EXERCISE DIRECTIONS → Take the records below and retype them line by line, from the first line through the one containing "of the construction"; stop there.

DATA FOR PROCESSING →
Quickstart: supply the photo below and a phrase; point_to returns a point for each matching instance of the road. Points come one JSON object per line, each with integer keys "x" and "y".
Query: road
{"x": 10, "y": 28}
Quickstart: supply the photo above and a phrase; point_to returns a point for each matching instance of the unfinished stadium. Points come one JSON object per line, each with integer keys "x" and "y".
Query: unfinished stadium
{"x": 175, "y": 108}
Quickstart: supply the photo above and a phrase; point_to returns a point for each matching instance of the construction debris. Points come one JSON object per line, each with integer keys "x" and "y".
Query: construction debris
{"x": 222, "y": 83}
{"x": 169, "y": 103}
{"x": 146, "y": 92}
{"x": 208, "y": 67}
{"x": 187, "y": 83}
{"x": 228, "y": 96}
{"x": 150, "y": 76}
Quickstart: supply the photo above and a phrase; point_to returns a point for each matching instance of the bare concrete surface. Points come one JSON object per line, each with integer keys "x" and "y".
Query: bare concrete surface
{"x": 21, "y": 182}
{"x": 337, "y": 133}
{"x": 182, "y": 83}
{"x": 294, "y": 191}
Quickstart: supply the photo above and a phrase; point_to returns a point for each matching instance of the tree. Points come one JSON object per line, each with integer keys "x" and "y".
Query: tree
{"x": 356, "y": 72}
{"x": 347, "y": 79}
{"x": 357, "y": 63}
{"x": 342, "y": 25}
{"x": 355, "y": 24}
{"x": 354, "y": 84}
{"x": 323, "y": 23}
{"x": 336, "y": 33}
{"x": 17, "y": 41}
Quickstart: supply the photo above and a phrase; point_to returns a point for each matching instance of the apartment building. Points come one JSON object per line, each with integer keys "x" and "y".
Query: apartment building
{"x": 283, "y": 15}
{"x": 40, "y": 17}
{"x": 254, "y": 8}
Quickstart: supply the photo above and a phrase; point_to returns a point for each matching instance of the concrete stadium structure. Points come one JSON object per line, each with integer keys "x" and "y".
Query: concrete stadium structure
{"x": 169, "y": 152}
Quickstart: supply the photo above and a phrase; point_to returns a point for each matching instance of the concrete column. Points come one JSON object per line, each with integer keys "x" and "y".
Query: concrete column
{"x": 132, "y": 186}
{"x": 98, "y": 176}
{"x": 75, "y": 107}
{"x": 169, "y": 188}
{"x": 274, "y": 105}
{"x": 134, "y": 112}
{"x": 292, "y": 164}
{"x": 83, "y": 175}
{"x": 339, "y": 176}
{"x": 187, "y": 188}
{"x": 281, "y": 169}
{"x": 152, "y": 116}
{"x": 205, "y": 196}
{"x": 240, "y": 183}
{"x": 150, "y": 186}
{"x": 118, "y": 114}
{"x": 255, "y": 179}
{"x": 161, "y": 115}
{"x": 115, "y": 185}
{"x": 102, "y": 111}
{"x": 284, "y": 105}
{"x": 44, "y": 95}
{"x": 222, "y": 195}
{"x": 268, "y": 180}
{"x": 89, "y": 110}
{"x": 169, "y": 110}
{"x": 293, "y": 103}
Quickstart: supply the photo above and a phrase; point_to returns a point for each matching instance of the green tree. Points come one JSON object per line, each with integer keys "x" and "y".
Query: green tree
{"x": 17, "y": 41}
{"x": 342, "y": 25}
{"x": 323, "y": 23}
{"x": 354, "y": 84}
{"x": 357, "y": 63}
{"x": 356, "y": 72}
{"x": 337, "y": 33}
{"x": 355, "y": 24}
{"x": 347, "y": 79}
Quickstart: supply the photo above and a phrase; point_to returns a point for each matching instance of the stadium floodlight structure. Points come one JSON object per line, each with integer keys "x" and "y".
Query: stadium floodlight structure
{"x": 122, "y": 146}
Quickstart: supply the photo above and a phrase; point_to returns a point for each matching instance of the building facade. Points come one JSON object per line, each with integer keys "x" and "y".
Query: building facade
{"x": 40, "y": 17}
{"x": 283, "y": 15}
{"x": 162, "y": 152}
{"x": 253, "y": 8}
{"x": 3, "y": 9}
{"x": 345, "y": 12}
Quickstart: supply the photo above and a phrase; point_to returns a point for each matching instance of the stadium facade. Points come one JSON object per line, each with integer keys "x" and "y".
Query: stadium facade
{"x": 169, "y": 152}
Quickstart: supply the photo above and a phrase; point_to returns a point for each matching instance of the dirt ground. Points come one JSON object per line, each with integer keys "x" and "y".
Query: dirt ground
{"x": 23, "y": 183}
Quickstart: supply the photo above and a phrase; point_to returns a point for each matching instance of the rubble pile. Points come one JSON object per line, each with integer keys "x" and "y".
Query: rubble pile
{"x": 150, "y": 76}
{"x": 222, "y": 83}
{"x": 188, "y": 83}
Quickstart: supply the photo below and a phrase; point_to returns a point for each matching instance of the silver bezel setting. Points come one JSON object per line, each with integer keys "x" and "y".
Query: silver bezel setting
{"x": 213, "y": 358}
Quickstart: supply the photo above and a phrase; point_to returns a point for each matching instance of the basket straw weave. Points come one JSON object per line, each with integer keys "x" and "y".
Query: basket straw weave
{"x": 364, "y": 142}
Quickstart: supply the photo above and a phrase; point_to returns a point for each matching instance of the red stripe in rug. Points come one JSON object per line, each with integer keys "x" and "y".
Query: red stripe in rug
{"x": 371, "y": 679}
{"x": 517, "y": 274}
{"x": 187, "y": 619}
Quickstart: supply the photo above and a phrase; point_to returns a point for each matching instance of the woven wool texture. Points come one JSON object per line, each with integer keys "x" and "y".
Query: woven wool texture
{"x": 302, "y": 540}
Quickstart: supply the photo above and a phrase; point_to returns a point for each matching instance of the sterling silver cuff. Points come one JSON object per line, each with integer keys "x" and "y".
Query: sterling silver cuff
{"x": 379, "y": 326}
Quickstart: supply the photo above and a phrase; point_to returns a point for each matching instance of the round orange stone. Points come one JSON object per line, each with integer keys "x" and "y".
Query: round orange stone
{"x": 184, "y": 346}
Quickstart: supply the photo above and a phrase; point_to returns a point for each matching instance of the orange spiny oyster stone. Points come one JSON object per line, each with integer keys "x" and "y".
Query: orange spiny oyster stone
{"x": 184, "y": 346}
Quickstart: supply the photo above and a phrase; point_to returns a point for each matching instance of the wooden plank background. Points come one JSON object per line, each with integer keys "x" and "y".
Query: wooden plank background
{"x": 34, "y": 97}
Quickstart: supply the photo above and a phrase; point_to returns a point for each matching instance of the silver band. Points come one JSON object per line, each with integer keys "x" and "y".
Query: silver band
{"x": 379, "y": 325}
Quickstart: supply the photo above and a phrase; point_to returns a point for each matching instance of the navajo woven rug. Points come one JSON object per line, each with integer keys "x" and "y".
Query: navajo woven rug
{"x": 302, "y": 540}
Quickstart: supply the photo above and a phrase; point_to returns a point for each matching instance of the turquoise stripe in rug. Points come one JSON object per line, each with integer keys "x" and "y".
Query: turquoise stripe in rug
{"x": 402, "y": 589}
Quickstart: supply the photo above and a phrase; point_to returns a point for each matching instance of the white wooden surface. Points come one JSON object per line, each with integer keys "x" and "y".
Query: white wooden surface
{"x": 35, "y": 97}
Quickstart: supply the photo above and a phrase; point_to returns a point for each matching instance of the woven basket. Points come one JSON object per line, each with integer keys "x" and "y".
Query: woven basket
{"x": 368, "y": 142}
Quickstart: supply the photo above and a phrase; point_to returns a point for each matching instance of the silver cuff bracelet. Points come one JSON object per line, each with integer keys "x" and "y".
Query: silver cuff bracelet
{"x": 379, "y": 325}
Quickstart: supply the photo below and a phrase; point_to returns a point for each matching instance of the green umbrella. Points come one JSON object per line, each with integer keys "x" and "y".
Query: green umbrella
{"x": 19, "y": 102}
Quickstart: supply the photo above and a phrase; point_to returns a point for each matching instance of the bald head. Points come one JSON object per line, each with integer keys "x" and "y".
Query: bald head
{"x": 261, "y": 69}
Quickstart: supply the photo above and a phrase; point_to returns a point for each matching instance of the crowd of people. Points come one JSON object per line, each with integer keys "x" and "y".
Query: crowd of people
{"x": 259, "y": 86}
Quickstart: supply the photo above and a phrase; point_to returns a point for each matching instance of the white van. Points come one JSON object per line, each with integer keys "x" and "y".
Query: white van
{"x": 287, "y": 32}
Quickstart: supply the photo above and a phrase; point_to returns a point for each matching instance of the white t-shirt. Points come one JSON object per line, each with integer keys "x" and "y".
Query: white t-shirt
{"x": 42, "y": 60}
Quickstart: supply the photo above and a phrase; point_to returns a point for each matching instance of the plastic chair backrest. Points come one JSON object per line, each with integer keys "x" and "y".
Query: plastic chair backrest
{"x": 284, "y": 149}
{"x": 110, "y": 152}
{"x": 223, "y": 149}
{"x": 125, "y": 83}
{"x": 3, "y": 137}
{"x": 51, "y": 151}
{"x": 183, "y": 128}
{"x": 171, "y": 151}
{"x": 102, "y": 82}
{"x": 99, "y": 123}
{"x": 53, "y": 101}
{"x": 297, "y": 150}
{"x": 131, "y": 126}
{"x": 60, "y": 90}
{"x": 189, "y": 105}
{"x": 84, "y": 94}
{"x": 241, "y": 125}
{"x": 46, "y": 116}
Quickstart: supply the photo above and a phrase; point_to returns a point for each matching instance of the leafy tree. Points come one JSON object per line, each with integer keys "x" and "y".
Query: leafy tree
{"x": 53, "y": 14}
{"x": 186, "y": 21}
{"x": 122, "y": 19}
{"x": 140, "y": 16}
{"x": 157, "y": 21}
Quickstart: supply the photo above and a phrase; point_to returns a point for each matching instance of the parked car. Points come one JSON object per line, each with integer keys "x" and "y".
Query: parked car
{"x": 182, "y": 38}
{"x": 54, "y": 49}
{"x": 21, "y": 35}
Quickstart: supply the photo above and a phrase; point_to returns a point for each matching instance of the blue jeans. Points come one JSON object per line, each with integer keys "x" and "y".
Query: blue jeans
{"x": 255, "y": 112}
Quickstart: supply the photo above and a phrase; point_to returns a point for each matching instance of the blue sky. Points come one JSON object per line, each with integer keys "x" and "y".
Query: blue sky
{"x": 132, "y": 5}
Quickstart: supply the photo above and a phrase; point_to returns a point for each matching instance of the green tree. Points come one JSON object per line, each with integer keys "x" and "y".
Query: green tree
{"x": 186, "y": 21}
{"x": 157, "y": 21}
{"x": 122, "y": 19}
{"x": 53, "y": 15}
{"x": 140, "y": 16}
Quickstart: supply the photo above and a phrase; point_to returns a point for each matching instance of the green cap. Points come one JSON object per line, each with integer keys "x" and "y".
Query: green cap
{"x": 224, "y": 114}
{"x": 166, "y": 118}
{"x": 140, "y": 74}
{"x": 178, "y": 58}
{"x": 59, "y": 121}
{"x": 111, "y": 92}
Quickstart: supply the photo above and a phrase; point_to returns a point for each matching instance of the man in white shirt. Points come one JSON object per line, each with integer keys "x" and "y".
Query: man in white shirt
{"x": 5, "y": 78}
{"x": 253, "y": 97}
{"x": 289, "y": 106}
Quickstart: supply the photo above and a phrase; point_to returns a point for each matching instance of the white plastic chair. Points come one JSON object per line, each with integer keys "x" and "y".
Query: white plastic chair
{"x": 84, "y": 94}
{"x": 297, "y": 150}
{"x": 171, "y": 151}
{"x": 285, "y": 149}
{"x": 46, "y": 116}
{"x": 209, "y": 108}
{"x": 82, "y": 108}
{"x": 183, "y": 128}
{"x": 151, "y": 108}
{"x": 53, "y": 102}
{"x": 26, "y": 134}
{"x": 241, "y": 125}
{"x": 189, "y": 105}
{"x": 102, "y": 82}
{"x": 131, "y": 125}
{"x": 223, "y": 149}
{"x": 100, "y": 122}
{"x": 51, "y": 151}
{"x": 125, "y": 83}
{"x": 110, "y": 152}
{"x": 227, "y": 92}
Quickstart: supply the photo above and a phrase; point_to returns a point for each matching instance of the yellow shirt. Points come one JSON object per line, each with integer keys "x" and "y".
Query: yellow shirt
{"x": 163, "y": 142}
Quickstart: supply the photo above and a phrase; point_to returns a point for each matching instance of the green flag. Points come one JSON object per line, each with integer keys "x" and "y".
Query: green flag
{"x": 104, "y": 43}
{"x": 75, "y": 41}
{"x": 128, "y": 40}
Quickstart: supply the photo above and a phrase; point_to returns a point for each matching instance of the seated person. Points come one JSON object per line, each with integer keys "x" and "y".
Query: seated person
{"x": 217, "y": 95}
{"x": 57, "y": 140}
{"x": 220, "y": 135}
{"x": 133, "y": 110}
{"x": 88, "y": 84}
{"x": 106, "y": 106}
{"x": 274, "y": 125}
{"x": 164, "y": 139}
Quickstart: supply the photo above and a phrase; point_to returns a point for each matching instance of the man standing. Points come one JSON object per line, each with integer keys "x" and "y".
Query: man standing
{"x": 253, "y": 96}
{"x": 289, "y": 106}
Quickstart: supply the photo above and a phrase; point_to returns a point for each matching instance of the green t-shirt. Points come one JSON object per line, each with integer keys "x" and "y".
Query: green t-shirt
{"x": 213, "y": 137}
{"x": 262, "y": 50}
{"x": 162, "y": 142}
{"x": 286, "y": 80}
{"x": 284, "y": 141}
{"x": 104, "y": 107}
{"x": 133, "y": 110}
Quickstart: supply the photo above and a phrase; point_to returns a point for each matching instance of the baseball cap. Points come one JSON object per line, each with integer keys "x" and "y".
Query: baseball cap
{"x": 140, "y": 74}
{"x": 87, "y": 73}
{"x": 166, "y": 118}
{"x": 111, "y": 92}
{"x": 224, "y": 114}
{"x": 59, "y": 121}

WRITTEN REPLY →
Quickstart: supply the photo below and a phrase; point_to returns a point for each matching instance of the road. Points come one JSON object per line, each with integer keys "x" and "y".
Query: road
{"x": 10, "y": 28}
Quickstart: supply the photo above and a phrase; point_to returns a point for each matching instance of the unfinished stadium. Points come one JSON object per line, each with integer keys "x" and "y".
Query: unfinished stadium
{"x": 175, "y": 108}
Quickstart: supply the photo above and a phrase; point_to returns a point for each matching instance of the construction debris. Points come one JSON object per line, each with integer keys "x" and "y".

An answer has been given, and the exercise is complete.